▸ EXERCISE GOAL: Extract, exactly as written, the line that contains "Pick out each instance of the green foliage" and all lines after it through the end of the records. Omit pictures.

▸ Point annotation dataset records:
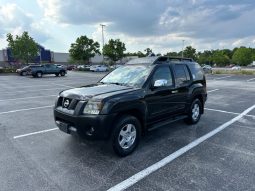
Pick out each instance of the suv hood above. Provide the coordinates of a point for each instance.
(87, 92)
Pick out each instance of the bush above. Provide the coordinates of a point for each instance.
(236, 72)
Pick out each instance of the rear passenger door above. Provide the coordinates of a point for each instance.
(51, 69)
(161, 102)
(182, 82)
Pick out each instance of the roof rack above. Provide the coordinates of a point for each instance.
(181, 59)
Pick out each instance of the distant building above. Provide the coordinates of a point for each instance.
(47, 56)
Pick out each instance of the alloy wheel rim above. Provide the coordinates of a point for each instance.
(195, 112)
(127, 136)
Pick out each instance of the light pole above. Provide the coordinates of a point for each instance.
(102, 25)
(182, 47)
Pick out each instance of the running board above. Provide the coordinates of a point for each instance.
(166, 122)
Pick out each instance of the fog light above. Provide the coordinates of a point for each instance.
(90, 131)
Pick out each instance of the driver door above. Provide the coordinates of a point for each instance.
(161, 101)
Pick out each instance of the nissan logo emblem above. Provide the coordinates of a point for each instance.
(66, 103)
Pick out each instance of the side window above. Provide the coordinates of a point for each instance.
(182, 74)
(163, 73)
(197, 72)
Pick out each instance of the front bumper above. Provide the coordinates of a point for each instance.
(89, 126)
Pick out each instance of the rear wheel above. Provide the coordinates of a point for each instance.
(62, 73)
(126, 135)
(194, 112)
(39, 74)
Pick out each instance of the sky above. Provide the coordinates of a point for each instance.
(162, 25)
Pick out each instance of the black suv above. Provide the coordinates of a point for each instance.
(26, 70)
(142, 95)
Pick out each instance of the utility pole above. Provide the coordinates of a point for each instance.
(102, 25)
(182, 47)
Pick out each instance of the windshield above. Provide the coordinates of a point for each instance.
(128, 75)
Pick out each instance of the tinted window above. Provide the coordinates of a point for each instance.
(163, 73)
(196, 70)
(182, 75)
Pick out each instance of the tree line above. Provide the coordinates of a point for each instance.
(25, 49)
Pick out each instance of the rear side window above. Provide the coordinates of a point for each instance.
(197, 72)
(182, 74)
(163, 73)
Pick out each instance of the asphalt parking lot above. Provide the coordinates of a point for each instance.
(35, 155)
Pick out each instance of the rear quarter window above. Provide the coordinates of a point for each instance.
(196, 71)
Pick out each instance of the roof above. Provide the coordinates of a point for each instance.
(156, 59)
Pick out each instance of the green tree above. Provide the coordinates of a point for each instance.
(140, 54)
(114, 49)
(23, 48)
(243, 56)
(148, 51)
(219, 58)
(83, 49)
(190, 52)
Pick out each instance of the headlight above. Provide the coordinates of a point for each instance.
(93, 107)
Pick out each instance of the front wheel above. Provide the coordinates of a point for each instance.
(126, 135)
(39, 74)
(194, 112)
(62, 73)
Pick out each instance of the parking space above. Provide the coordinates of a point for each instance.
(47, 159)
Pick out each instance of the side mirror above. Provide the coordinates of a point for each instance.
(160, 83)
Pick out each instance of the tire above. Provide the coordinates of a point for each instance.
(194, 112)
(130, 127)
(62, 73)
(38, 74)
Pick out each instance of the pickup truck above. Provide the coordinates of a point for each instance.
(41, 70)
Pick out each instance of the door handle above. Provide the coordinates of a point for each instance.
(175, 91)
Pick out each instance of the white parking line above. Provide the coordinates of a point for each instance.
(142, 174)
(28, 109)
(209, 109)
(250, 79)
(39, 90)
(64, 85)
(212, 90)
(222, 77)
(1, 100)
(34, 133)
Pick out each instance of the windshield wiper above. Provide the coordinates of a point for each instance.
(119, 84)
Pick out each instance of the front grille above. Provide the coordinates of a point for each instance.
(67, 103)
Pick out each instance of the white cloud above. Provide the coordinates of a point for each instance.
(14, 20)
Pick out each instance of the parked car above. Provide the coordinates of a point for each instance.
(41, 70)
(26, 70)
(60, 66)
(71, 67)
(144, 94)
(99, 68)
(236, 68)
(80, 67)
(252, 64)
(207, 69)
(115, 66)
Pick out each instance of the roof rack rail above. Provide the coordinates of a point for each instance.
(181, 59)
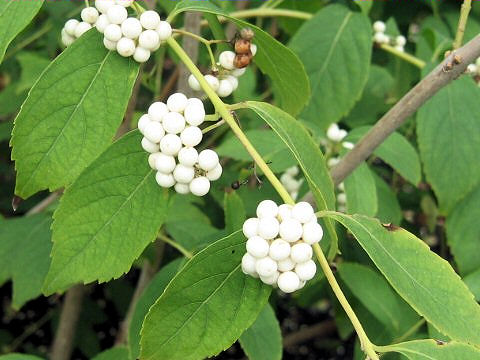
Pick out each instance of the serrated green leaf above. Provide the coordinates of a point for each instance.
(449, 138)
(148, 298)
(14, 17)
(70, 115)
(206, 307)
(308, 156)
(431, 350)
(378, 297)
(422, 278)
(335, 46)
(234, 212)
(396, 151)
(361, 191)
(106, 218)
(263, 340)
(463, 230)
(24, 254)
(273, 58)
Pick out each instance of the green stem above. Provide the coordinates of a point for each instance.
(462, 23)
(222, 109)
(404, 56)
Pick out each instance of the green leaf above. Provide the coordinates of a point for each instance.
(335, 46)
(106, 218)
(308, 156)
(463, 232)
(206, 307)
(378, 297)
(14, 17)
(449, 138)
(361, 191)
(234, 212)
(116, 353)
(148, 298)
(424, 280)
(70, 115)
(263, 340)
(24, 254)
(396, 151)
(273, 58)
(431, 350)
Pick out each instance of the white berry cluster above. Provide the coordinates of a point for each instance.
(226, 82)
(171, 133)
(380, 37)
(128, 36)
(290, 183)
(279, 245)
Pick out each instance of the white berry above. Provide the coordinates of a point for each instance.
(126, 47)
(257, 247)
(141, 55)
(89, 15)
(157, 111)
(131, 28)
(301, 252)
(149, 146)
(117, 14)
(149, 40)
(154, 131)
(288, 282)
(82, 28)
(291, 230)
(250, 227)
(188, 156)
(200, 186)
(70, 26)
(177, 102)
(306, 271)
(215, 174)
(191, 136)
(164, 30)
(113, 32)
(208, 160)
(164, 180)
(226, 59)
(267, 208)
(173, 123)
(248, 264)
(170, 144)
(266, 267)
(279, 250)
(268, 227)
(165, 163)
(150, 20)
(312, 233)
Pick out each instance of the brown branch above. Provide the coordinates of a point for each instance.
(72, 305)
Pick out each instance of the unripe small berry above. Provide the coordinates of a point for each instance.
(188, 156)
(250, 227)
(266, 267)
(150, 19)
(257, 247)
(279, 250)
(267, 208)
(157, 111)
(200, 186)
(126, 47)
(170, 144)
(288, 282)
(165, 163)
(165, 180)
(301, 252)
(208, 160)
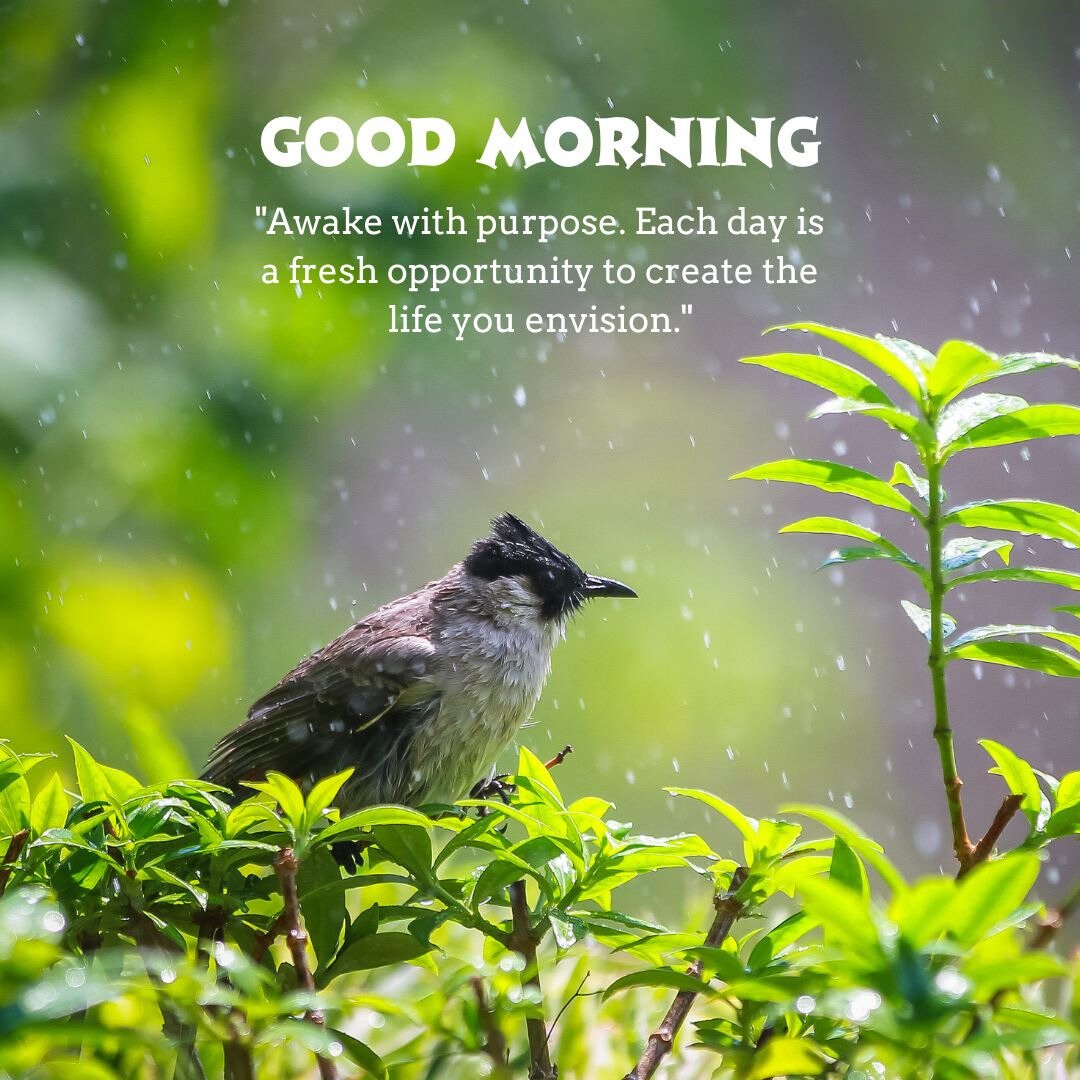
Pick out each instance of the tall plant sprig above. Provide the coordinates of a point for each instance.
(944, 421)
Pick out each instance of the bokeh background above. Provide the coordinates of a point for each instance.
(202, 477)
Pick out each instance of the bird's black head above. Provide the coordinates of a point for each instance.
(513, 549)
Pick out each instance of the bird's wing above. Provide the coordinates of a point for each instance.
(302, 726)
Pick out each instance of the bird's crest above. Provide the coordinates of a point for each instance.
(515, 549)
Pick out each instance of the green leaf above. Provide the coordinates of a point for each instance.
(50, 806)
(657, 976)
(903, 474)
(1026, 516)
(891, 355)
(990, 975)
(1041, 574)
(1068, 791)
(1036, 421)
(963, 551)
(377, 950)
(847, 868)
(958, 365)
(921, 910)
(323, 906)
(1020, 779)
(1036, 658)
(969, 413)
(408, 846)
(829, 375)
(566, 930)
(844, 914)
(832, 476)
(1018, 363)
(1009, 630)
(364, 820)
(361, 1053)
(322, 795)
(787, 1056)
(747, 826)
(14, 796)
(899, 419)
(839, 527)
(99, 783)
(858, 840)
(780, 937)
(1064, 822)
(285, 793)
(922, 620)
(861, 554)
(989, 894)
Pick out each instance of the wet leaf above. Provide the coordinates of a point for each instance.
(1036, 658)
(829, 375)
(1027, 516)
(891, 355)
(963, 551)
(958, 365)
(962, 416)
(923, 622)
(899, 419)
(1020, 779)
(831, 476)
(1021, 426)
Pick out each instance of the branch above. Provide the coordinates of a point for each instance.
(15, 849)
(943, 732)
(265, 940)
(495, 1041)
(983, 850)
(524, 942)
(285, 867)
(559, 757)
(728, 908)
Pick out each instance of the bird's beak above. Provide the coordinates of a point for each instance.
(606, 586)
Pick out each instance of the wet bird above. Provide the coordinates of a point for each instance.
(420, 697)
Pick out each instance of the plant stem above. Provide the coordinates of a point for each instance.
(14, 850)
(495, 1041)
(728, 908)
(943, 733)
(524, 942)
(285, 866)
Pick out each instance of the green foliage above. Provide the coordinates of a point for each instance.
(162, 929)
(142, 927)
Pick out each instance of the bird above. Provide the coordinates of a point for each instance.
(420, 697)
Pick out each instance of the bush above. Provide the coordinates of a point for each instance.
(160, 930)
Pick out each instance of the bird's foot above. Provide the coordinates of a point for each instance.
(349, 854)
(494, 787)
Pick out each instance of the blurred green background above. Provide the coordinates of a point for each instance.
(202, 478)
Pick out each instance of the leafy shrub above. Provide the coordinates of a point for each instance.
(160, 930)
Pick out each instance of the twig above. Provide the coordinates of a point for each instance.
(264, 941)
(943, 732)
(728, 908)
(239, 1063)
(566, 1004)
(559, 757)
(495, 1041)
(285, 867)
(983, 850)
(524, 942)
(14, 850)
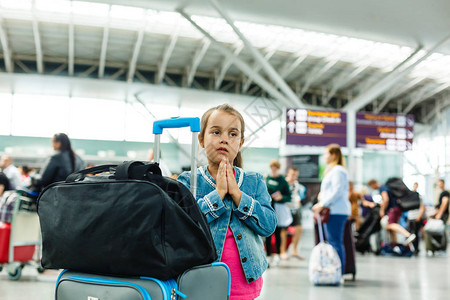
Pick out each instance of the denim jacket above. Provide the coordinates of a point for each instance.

▸ TASK RESPONSE:
Pick out each instance of the green foliage above. Provide the coordinates of a point for each instance.
(162, 929)
(142, 927)
Pick out each instance of the bird above. Provide the coordinates of a point for each instance.
(420, 697)
Pick out each instance of the bush above. Provide the coordinates of a point for each instance.
(160, 930)
Pick out each instance of the bird's foot above. Provide the coordinates of a point for each instance.
(349, 854)
(494, 787)
Pick out each instance of the blurred green background above. Provide the coordinates of a point for each instance.
(202, 478)
Pick out each instance of the leafy shrub above. Provide the coordinates of a point for each instance.
(160, 930)
Pick out each instance of the twig above. Provide the coordinates of a point for each instance.
(264, 941)
(943, 732)
(728, 908)
(239, 1063)
(566, 1004)
(559, 757)
(495, 1041)
(285, 867)
(983, 850)
(524, 942)
(14, 850)
Pick out each instance of the denim jacket above. Provide the coordinates of a point for each instance.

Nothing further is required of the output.